[Some records]
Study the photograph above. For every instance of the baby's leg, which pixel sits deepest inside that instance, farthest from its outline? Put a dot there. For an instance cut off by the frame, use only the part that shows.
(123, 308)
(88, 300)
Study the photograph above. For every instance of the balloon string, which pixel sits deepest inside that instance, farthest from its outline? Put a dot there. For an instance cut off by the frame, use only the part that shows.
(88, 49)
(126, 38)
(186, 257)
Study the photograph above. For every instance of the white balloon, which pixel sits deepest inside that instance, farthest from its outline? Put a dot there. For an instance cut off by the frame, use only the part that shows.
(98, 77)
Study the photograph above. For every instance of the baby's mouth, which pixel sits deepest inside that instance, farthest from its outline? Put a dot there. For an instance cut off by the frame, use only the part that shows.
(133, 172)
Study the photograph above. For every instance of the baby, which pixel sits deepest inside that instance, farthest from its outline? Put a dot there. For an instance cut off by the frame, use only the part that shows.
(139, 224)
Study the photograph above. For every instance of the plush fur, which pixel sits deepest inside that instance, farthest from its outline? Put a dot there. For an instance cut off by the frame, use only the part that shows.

» Stated goal
Copy the records above word for word, starting at the line that contains "the baby, which" and continuing through the final line of the records.

» Task output
Study the photograph above. For every instance of the baby, which pixel sits deepest inside that instance, farthest from its outline? Put a dot there. For an instance cut off by the frame, use only the part that shows.
(139, 224)
Study the photograph above. For every instance of the plush fur, which pixel sits deepest inside that instance, farthest from its outline? Put a dot there. For an instance cut off by the frame, use only the part that shows.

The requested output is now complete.